THE PROBLEM |
Return, word for word, the line that contains "# point at: window" and every line after it through the end of the records.

DATA TO PROCESS |
*** Block opens ***
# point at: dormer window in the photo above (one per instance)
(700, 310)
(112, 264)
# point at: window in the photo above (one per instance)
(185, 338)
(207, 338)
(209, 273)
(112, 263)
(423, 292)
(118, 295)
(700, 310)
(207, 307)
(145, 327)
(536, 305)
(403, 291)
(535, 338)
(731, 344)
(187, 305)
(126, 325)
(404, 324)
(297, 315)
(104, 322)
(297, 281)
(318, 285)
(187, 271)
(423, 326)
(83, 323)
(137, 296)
*** Block closes ***
REPLY |
# point at: window in the photo above (one per instance)
(185, 338)
(207, 338)
(209, 273)
(112, 263)
(423, 292)
(118, 295)
(700, 310)
(207, 307)
(145, 327)
(536, 305)
(403, 291)
(535, 338)
(731, 344)
(187, 305)
(126, 325)
(404, 324)
(297, 315)
(104, 322)
(297, 281)
(318, 285)
(187, 271)
(423, 326)
(83, 323)
(137, 296)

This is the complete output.